Of course Momma's intuition was correct and this boy passed the PH probe with flying colors! In fact, he seems to be super NORMAL and showed no indication of having any reflux so we can finally get him off of those meds and also rule out reflux as a reason to his breathing.
After finally putting that to rest, docs still had to dig deeper to figure out why he breaths the way he does. The pulminology team came by and decided to try him on room air without oxygen to see if he would change at all. Within a few minutes, he began desaturating into the 70's but was not even showing signs this was happening. He, like always, was not turning blue or gasping for air, but then would steadily increase his breathing again and be back to normal in a few seconds.
The team had a new concern. What if this was something that was not controlling the CO2 and O2 levels in his body, meaning his brain. Your autonomic nervous system (fight or flight responses) control and regulate how your body does many different things including regulation of breathing. Sometimes, very rarely, there are people that do not have this part of their brain working properly. They cannot regulate these things and in end can die without knowing it's happening. The genetic disorder is called Congenital Central Hypoventilation Syndrome. This is a very rare genetic disorder that has only 200 live cases currently in the world. This syndrome has no cure and is life threatening if not detected because people that have it need to be on a ventilator while sleeping. We are hopeful it is not this, but if it is we will learn to take care of him as best we can. The blood test takes about two weeks to get back so right now it's just a waiting game. But the doctors are convinced that we are really reaching for an answer right now and they are fairly confident that he will not have this diagnosis because he is a rapid breather not a slow breather.
At the same time we have been pushing all along to get an MRI of Cohen's brain since that is the only other place we have yet to look into and really want to rule it out. There was one research study found online that involved a child that had 22Q and rapid breathing. The breathing was caused by compression of the spinal cord and was associated somewhat with the brain stem. The child underwent neurosurgery and was a slower breather after that. Even though it is traumatizing each time Cohen has gone under anesthesia, it has been important each time to rule out things that could be causing him to breathe the way he does. We decided it was best to do this because otherwise we would always wonder if that was the area that was causing all of these issues. He was a trooper and again recovered rather easily from the anesthesia and the MRI was NEGATIVE!!

> **SUPPLIED ENTRIES**:
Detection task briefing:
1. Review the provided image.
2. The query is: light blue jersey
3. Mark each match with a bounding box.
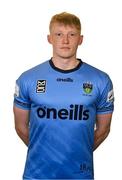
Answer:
[14,60,113,180]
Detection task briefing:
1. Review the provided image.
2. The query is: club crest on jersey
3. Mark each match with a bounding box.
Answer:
[83,82,93,94]
[36,80,46,93]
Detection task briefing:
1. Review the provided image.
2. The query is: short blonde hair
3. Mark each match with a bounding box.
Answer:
[49,12,81,32]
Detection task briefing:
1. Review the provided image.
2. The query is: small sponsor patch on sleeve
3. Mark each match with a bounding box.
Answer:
[107,89,114,102]
[14,84,19,97]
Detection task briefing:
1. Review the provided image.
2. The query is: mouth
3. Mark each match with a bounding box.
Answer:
[61,47,70,50]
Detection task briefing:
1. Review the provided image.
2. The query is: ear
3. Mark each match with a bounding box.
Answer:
[79,35,83,45]
[47,34,52,44]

> **SET OF TASKS**:
1. In the post about Cohen's breathing, does each statement agree with the text? Give yes or no and the deciding words quoted exactly: (a) The PH probe showed signs of reflux. (b) The blood test takes about two weeks to come back. (c) The MRI found a problem.
2. According to the post about Cohen's breathing, how many live cases of Congenital Central Hypoventilation Syndrome are there in the world?
3. From the post about Cohen's breathing, output everything from "Of course Momma's" down to "to his breathing.".
The rows were taken from a different source.

> **TASK-BY-TASK OUTPUTS**:
1.
(a) No: "showed no indication of having any reflux"
(b) Yes: "The blood test takes about two weeks to get back"
(c) No: "the MRI was NEGATIVE!!"

2. Only 200 live cases.

3.
Of course Momma's intuition was correct and this boy passed the PH probe with flying colors! In fact, he seems to be super NORMAL and showed no indication of having any reflux so we can finally get him off of those meds and also rule out reflux as a reason to his breathing.